_GOAL OF THE EXERCISE:_
Please filter the items below, copying each line that contains the word "horse". Case counts.

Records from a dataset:

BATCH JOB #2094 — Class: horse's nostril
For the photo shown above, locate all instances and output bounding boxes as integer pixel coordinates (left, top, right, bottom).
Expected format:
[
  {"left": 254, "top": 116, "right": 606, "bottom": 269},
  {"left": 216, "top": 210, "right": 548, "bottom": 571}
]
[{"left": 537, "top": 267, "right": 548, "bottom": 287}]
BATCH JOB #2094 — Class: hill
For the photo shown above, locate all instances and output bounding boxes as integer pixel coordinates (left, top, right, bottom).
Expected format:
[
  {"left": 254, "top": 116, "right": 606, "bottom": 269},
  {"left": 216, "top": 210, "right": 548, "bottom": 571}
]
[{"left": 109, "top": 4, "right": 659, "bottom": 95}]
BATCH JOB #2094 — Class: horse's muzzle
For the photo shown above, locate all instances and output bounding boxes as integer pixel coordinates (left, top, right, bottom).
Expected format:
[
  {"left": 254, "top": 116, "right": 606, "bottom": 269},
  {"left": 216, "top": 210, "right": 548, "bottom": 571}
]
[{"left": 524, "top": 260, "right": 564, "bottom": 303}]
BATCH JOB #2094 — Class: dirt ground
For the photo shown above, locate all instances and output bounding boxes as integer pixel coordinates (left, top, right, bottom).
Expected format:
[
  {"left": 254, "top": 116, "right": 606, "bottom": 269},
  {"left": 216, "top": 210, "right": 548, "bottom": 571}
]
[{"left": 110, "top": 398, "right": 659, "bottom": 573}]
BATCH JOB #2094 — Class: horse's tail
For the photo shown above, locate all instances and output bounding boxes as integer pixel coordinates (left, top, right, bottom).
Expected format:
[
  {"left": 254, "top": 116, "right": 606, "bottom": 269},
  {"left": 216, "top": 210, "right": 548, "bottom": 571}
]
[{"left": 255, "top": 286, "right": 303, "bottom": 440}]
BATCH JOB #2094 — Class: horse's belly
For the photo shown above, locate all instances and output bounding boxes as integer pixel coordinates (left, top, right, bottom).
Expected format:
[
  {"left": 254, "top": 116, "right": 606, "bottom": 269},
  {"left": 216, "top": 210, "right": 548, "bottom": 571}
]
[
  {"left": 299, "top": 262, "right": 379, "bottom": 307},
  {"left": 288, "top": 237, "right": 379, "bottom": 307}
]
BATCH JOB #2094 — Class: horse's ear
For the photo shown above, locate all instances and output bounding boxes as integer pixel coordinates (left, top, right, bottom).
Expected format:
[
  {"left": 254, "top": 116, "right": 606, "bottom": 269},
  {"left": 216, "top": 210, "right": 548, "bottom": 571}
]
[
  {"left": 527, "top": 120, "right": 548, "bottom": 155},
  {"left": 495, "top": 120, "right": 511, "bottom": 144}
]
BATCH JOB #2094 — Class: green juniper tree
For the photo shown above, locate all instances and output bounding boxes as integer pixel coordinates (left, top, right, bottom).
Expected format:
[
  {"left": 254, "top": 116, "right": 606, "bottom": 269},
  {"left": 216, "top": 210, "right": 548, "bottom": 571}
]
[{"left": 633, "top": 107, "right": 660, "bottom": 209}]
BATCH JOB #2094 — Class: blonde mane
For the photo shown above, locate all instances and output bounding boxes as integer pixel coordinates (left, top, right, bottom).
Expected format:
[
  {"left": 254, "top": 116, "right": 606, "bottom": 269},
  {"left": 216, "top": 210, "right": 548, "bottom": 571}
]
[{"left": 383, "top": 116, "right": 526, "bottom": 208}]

_WRITTEN SOLUTION:_
BATCH JOB #2094 — Class: horse's nostril
BATCH JOB #2094 — Class: horse's muzzle
BATCH JOB #2094 — Class: horse's tail
BATCH JOB #2094 — Class: horse's belly
BATCH JOB #2094 — Class: horse's ear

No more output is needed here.